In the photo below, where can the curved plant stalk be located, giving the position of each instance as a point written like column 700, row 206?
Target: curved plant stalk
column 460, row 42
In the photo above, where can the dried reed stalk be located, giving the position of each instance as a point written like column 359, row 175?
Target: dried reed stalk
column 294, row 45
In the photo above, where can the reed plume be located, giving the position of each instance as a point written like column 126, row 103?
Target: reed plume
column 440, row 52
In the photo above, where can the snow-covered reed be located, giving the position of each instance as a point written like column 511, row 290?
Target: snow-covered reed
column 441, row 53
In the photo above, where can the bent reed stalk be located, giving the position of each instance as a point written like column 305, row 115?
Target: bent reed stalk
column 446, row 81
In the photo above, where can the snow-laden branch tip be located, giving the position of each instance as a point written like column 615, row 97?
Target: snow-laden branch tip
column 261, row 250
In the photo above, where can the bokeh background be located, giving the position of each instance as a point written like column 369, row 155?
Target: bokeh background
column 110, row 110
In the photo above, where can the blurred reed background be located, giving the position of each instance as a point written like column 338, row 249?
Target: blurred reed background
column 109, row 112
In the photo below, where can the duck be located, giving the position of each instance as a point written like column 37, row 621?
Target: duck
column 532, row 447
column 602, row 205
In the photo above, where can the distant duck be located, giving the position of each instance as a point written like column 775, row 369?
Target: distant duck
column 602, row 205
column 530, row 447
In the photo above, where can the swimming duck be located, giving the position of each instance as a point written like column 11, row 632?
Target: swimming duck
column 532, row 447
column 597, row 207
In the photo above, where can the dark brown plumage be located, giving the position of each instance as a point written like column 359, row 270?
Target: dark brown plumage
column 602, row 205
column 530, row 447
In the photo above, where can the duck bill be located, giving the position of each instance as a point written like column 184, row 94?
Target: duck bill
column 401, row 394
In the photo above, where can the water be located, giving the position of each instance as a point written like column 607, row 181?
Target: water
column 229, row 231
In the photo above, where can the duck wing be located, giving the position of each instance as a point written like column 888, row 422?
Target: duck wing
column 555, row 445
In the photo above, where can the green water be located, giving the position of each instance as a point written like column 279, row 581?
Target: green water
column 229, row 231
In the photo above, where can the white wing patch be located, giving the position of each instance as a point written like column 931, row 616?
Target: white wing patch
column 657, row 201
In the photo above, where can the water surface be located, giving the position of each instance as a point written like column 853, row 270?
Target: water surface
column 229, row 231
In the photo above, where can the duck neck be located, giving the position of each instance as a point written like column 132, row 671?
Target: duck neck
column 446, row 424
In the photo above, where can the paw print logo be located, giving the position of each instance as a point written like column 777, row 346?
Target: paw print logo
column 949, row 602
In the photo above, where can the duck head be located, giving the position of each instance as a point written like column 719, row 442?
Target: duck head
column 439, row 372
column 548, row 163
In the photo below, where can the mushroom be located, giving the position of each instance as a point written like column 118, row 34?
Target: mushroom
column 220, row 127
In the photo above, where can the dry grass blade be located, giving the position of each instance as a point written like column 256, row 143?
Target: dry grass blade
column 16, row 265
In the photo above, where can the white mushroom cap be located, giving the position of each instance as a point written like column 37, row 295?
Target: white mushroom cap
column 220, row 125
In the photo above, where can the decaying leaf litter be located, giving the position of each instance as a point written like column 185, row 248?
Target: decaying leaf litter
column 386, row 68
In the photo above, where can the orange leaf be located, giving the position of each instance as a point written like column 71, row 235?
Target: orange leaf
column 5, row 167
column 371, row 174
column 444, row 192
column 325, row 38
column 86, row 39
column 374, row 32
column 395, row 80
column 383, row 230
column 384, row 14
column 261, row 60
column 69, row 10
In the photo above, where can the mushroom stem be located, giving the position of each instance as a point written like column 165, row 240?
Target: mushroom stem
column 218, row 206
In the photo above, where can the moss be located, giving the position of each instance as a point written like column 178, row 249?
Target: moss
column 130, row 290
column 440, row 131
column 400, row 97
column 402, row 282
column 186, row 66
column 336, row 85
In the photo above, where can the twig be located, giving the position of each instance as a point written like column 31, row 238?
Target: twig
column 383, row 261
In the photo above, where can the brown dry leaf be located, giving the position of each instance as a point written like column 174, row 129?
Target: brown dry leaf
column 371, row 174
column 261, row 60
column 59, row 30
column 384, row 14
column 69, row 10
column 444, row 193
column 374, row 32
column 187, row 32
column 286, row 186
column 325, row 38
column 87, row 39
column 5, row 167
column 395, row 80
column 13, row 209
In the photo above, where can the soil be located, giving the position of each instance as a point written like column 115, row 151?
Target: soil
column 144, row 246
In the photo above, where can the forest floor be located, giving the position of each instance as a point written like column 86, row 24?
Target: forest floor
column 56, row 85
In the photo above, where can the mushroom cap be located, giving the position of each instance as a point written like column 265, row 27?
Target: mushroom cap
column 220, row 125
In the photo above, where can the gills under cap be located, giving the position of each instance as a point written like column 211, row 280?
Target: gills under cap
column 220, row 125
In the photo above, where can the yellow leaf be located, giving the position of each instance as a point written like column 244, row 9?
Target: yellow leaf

• • • •

### [Consigna]
Reescribe los datos desde el comienzo hasta la línea que contiene "column 460, row 42", ambas incluidas, reemplazando "curved" por "bent" y dejando todo lo demás sin cambios.

### [Respuesta del ejercicio]
In the photo below, where can the bent plant stalk be located, giving the position of each instance as a point written like column 700, row 206?
Target: bent plant stalk
column 460, row 42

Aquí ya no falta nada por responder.